_INSTRUCTION_: The required output is the exact sequence of lines from the line holding "Where can you see the line" to the end of the records, inclusive.

_RECORDS FOR THIS EXERCISE_:

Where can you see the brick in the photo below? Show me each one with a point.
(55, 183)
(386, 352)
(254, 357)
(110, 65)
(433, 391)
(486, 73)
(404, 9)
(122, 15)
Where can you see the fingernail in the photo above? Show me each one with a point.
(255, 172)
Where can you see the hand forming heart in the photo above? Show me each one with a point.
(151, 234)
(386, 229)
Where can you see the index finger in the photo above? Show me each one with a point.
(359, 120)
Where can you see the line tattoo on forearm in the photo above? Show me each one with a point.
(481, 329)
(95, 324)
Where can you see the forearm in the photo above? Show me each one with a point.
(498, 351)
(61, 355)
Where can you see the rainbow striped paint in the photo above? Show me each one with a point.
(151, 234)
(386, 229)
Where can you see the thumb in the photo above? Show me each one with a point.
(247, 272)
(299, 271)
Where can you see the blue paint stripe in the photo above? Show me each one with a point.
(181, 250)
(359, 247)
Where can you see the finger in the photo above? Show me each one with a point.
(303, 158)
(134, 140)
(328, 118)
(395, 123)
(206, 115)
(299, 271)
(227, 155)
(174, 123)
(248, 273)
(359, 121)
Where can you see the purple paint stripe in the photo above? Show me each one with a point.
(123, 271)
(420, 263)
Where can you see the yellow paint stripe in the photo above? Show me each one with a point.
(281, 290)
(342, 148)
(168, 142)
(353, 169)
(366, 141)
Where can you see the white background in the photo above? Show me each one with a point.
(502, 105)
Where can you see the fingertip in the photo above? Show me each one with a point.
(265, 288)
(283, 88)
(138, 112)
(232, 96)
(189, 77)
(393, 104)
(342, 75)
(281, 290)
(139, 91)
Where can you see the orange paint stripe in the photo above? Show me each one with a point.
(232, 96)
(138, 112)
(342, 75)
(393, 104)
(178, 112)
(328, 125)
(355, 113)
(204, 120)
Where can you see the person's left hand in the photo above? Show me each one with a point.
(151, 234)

_WRITTEN SOLUTION_:
Where can you see the line tattoo on forearm in the photo above? Show me each one with a point.
(481, 329)
(95, 324)
Where can you see the forearm in the photo above? Show me each one with a point.
(498, 351)
(61, 355)
Where can you see the rainbow striped paint in the photo above? Show me each one with a point.
(151, 234)
(386, 229)
Where can you see the thumb in the photo above? Show me each one with a point.
(247, 272)
(299, 271)
Where can you see the blue paint stripe in the photo above? Show me each one with a point.
(181, 250)
(359, 247)
Where can you see the finger in the photo above? Show me each one with a point.
(303, 158)
(134, 140)
(328, 118)
(395, 123)
(206, 115)
(299, 271)
(227, 155)
(174, 123)
(248, 273)
(359, 121)
Where can you see the purple paint stripe in the photo above? Show me each one with a point.
(123, 271)
(420, 263)
Where can you see the yellow paint stripe in the photo above? Show me each one with a point.
(281, 290)
(342, 148)
(168, 142)
(353, 169)
(366, 141)
Where can you see the white background in the photo above? Show me each one with a point.
(502, 105)
Where can you see the fingertip in the photo above? Show me each one with a point.
(265, 288)
(283, 88)
(138, 112)
(232, 96)
(189, 77)
(393, 104)
(342, 75)
(281, 290)
(139, 91)
Where can you see the orange paint stripe in the photo above? Show me each one with a point.
(232, 96)
(138, 112)
(342, 75)
(393, 104)
(178, 112)
(328, 125)
(355, 113)
(204, 120)
Where can you see the person's left hand in the photo above? Show me each one with a point.
(151, 234)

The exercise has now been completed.